• Aim of the exercise
Reproduce every one of the entries below line for line, leaving each character unchanged.

--- Start Provided data ---

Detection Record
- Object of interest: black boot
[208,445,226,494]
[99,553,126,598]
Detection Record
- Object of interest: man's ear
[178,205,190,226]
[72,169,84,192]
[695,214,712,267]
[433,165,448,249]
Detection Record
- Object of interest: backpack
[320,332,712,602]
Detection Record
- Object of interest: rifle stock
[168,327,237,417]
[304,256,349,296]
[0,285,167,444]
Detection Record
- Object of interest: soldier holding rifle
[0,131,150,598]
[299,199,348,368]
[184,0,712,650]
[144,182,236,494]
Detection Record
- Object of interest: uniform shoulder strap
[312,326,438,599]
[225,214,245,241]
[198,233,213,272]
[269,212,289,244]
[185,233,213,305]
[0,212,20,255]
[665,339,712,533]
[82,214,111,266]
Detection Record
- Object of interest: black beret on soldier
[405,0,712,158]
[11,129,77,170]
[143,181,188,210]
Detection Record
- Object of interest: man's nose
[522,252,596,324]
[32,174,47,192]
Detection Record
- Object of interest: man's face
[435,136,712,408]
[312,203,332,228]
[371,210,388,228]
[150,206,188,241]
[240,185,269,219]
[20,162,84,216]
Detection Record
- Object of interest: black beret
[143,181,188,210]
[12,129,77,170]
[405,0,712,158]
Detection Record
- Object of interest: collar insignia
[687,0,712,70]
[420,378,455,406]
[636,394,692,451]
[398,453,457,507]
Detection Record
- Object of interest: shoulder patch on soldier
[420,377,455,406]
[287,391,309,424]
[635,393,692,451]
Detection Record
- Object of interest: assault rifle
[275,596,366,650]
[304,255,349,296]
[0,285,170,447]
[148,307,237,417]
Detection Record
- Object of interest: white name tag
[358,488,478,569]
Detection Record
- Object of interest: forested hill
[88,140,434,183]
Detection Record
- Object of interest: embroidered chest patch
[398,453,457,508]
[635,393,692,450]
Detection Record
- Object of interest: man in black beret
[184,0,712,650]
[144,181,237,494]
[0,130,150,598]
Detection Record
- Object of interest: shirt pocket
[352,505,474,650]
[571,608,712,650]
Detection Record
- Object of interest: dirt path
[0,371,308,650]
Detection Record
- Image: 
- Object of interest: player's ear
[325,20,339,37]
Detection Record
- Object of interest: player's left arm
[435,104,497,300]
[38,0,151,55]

--- End Provided data ---

• Response
Detection Record
- Object of interest: black boot
[208,445,226,494]
[99,553,126,598]
Detection Record
- Object of interest: man's ear
[178,205,190,226]
[72,169,84,192]
[695,214,712,267]
[433,165,448,249]
Detection Record
- Object of interest: backpack
[320,332,712,602]
Detection Record
- Object of interest: rifle stock
[168,327,237,417]
[304,256,349,296]
[0,285,167,444]
Detection Record
- Object of interest: soldier holding rifle
[0,131,150,598]
[299,199,348,368]
[184,0,712,650]
[144,182,236,494]
Detection Record
- Object of interest: uniform shoulder strap
[312,326,438,599]
[225,214,245,241]
[198,233,213,272]
[269,212,289,244]
[185,233,213,305]
[0,212,20,255]
[665,339,712,533]
[82,214,111,266]
Detection Record
- Object of interest: black beret on soldier
[405,0,712,158]
[11,129,77,170]
[143,181,188,210]
Detection Record
- Object of interest: man's nose
[522,252,596,324]
[32,174,47,192]
Detection Record
- Object of interest: man's face
[435,136,712,408]
[312,203,332,228]
[371,210,388,228]
[150,206,188,241]
[240,185,269,219]
[20,162,84,216]
Detection Record
- Object of interest: black beret
[143,181,188,210]
[12,129,77,170]
[405,0,712,158]
Detection Record
- Object of interest: collar insignia
[687,0,712,70]
[420,378,455,406]
[636,394,692,451]
[398,453,457,507]
Detection Record
- Object of interest: shoulder patch on soldier
[420,377,455,406]
[287,391,309,424]
[635,393,692,451]
Detection Record
- Object of interest: assault rifle
[275,596,366,650]
[304,255,349,296]
[0,285,170,447]
[148,307,237,417]
Detection Record
- Object of interest: white name tag
[358,488,478,569]
Detection Record
- Object of interest: forested hill
[88,140,434,183]
Detection Record
- Object of interest: embroidered chest patch
[398,453,457,508]
[635,393,692,450]
Detection Record
- Object of interest: man in black beret
[184,0,712,650]
[144,181,237,494]
[0,130,150,598]
Detection Record
- Object of interest: shirt pocket
[352,505,474,650]
[571,608,712,650]
Detection Record
- Object of interest: dirt path
[0,371,308,650]
Detection Record
- Image: 
- Object of interest: player's ear
[325,20,339,37]
Detection Record
- Object of interest: player's left arm
[435,104,497,300]
[38,0,151,55]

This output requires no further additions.